[THE PROBLEM]
Please copy every line of the entries below word for word, leaving out the pictures.
-- start of RECORD EXCERPTS --
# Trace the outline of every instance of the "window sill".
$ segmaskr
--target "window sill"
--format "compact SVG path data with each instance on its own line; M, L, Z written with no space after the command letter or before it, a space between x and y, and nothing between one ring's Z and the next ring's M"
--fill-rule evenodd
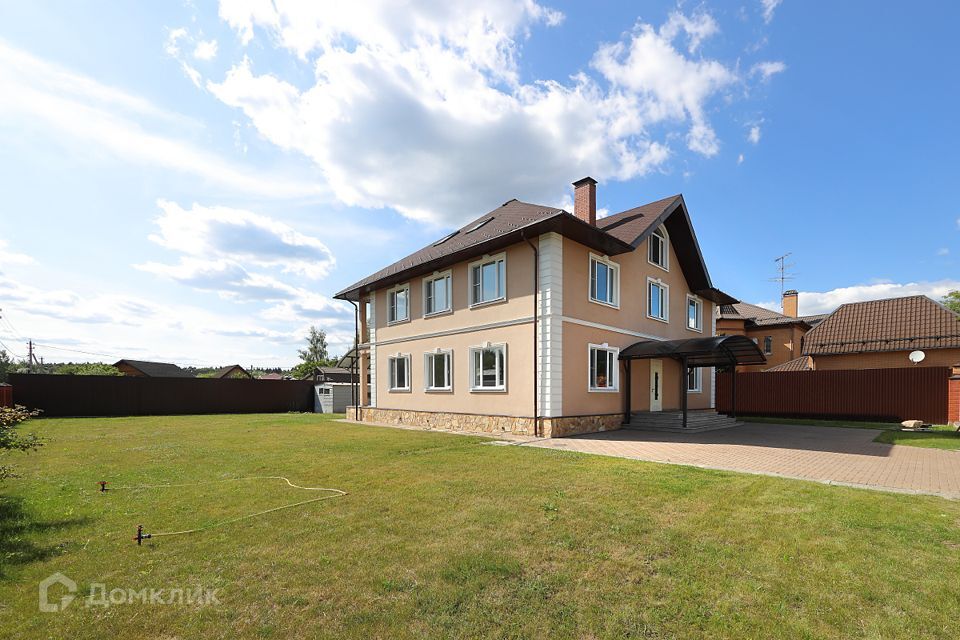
-- end of RECORD EXCERPTS --
[REPLY TO THE TASK]
# Trace the outline of every instance of the "window sill".
$ segmaskr
--target "window sill"
--format "compact SVG path data with each instance on its own line; M, L, Z written with no space after the command letter or before it, a space between x and y, and nothing between one ring's Z and the next ring's M"
--fill-rule evenodd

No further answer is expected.